Please pull out every line of the data below, word for word, from the line containing "The following image contains the player" down to the line containing "80,100 -> 86,106", with both of those lines included. Leave the pictures out of your copy.

......

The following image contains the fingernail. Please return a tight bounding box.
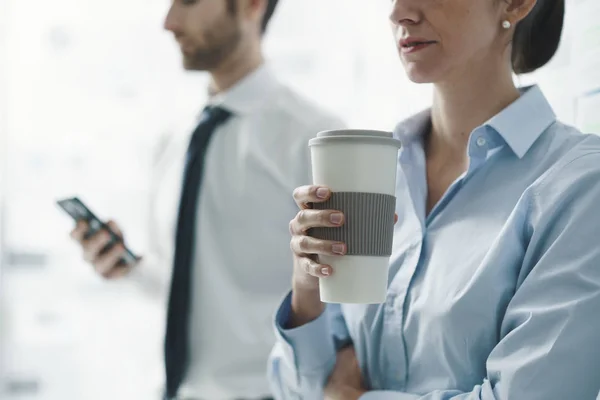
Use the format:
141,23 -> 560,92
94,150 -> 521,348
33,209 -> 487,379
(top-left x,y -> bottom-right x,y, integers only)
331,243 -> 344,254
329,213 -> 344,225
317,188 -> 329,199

......

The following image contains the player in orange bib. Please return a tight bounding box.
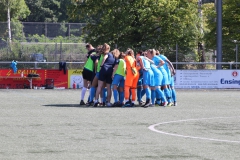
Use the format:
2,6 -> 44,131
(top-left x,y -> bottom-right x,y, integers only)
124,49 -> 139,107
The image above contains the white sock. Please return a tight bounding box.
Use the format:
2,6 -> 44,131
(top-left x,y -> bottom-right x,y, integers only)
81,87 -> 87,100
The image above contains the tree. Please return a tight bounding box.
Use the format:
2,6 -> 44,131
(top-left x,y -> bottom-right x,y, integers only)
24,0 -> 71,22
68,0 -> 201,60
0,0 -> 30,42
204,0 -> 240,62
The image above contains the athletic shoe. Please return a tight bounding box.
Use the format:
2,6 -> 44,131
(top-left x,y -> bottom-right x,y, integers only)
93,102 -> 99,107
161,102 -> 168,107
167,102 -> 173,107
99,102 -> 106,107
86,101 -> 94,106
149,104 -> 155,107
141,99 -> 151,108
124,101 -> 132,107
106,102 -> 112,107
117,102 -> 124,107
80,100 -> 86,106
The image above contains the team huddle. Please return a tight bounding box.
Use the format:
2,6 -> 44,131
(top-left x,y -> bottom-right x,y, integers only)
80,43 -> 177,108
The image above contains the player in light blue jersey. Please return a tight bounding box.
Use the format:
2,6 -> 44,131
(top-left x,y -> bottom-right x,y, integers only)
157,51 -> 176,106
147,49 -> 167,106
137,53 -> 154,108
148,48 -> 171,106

......

● RESPONSE BELOW:
The following image contains the player in orange bib. Please return a tight bounding box.
Use the format:
2,6 -> 44,131
(top-left x,y -> bottom-right x,y, integers only)
124,49 -> 139,107
The image above contains the white sock. Please return a tight bounding box.
Use the format:
2,6 -> 44,131
(top-left x,y -> bottom-right x,y, integers only)
81,87 -> 87,100
The image above contains the tree. Please return a tight bounding box.
Use the format:
2,6 -> 44,131
(top-left x,y -> bottom-right x,y, integers only)
24,0 -> 71,22
68,0 -> 201,60
0,0 -> 30,42
204,0 -> 240,62
The image above contains the athletic shoe. Please return a tight bounding box.
Use the format:
2,6 -> 44,131
(top-left x,y -> bottom-right x,y, integers only)
93,102 -> 99,107
161,102 -> 168,107
167,102 -> 173,107
99,102 -> 106,107
86,101 -> 94,106
149,104 -> 155,107
141,99 -> 151,108
124,101 -> 132,107
106,102 -> 112,107
117,102 -> 124,107
80,100 -> 86,106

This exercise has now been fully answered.